▶ FRAGMENTO DEL TEXTO:
============
Seamos sinceros: llevamos 400 años –ni uno más, ni uno menos– soportando con estoicismo fetal cada adaptación, experimento delirante , tedioso plagio, mofa, chocarrería fílmica, estúpida apreciación, crítica, estudio, glosa, insufrible parodia y grotesco cómic basado en sus grandes textos originales. Es decir, obras inmortales de la literatura universal a las que ha tocado sobrellevar, impertérritamente, todo tipo de adulteraciones y remiendos añadidos por mediocres artistas venidos a más en circunstancias desconocidas. No lo podéis negar: muchos de vosotros estabais allí, a la cola, el día del estreno de El Hombre de la Mancha–El Musical.
Mario Moreno Cantinflas’ Kenneth Branagh, Andrés Trapiello, Baz Luhrmann, Manuel Gutiérrez Aragón, John Lithgow, Bob Hoskins, José Sacristán, Mel Gibson, Ethan Hawke, Antonio Ferrandis, Alfredo Landa, Juan Luis Galiardo, Carlos Iglesias, Sancho Gracia, Andreu Buenafuente (voz de Sancho en Donkey Xote), Leonardo DiCaprio… La lista de avispados Avellanedas y aspirantes a Macbeth o Quijote del mes es larga. Y tan peliaguda como la receta de las migas manchegas en la Thermomix . ¿Cuántas versiones cinematográficas de Hamlet puede tolerar, a lo largo de su existencia, el ser humano? ¿Qué necesidad había, más allá del narcisismo caligráfico, de endiñarnos terceras entregas o burdas traducciones del Quijote? ¿Nadie puede frenar el síndrome obsesivoquijotescompulsivo que padece Terry Gilliam?
============
▶ LISTADO PROPORCIONADO:
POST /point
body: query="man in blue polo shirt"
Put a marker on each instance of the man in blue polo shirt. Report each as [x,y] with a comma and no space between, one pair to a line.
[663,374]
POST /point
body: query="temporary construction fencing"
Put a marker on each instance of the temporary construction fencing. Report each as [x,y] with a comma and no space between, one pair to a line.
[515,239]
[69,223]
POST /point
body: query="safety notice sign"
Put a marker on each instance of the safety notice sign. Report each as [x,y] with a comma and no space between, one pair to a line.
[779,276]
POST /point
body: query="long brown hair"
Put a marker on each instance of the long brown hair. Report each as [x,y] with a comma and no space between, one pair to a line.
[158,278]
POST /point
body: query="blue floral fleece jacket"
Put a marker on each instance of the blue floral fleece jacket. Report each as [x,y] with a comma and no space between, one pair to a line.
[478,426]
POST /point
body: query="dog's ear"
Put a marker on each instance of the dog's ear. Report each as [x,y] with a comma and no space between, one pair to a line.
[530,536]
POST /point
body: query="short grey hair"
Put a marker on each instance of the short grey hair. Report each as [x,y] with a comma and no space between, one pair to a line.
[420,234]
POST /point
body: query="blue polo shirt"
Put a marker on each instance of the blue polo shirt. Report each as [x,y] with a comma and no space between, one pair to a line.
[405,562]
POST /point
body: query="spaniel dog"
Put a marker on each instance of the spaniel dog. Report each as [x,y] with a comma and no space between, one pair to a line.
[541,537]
============
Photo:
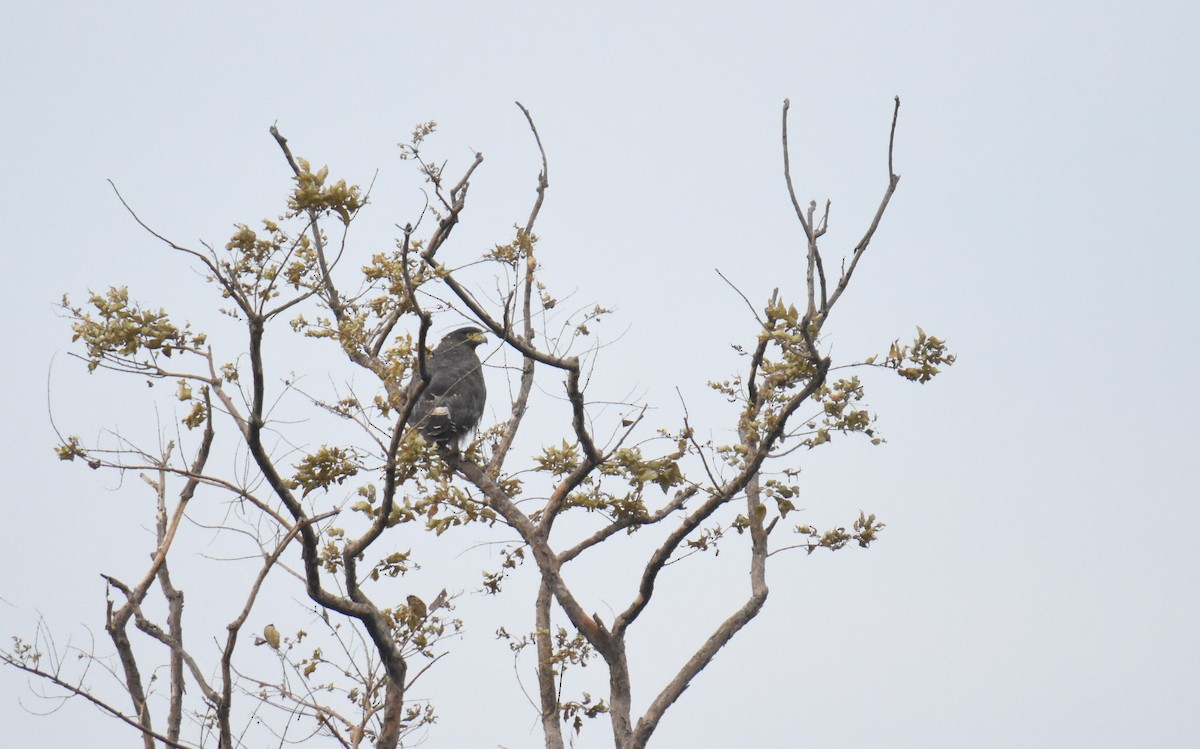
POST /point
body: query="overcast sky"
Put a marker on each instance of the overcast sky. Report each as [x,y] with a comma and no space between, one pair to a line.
============
▶ EJERCICIOS:
A – Según el fragmento, ¿quién pone la voz de Sancho en Donkey Xote?
B – Extrae del listado cada línea que contenga la palabra "brown".

▶ RESPUESTAS:
A – Andreu Buenafuente.

B –
body: query="long brown hair"
Put a marker on each instance of the long brown hair. Report each as [x,y] with a comma and no space between, one pair to a line.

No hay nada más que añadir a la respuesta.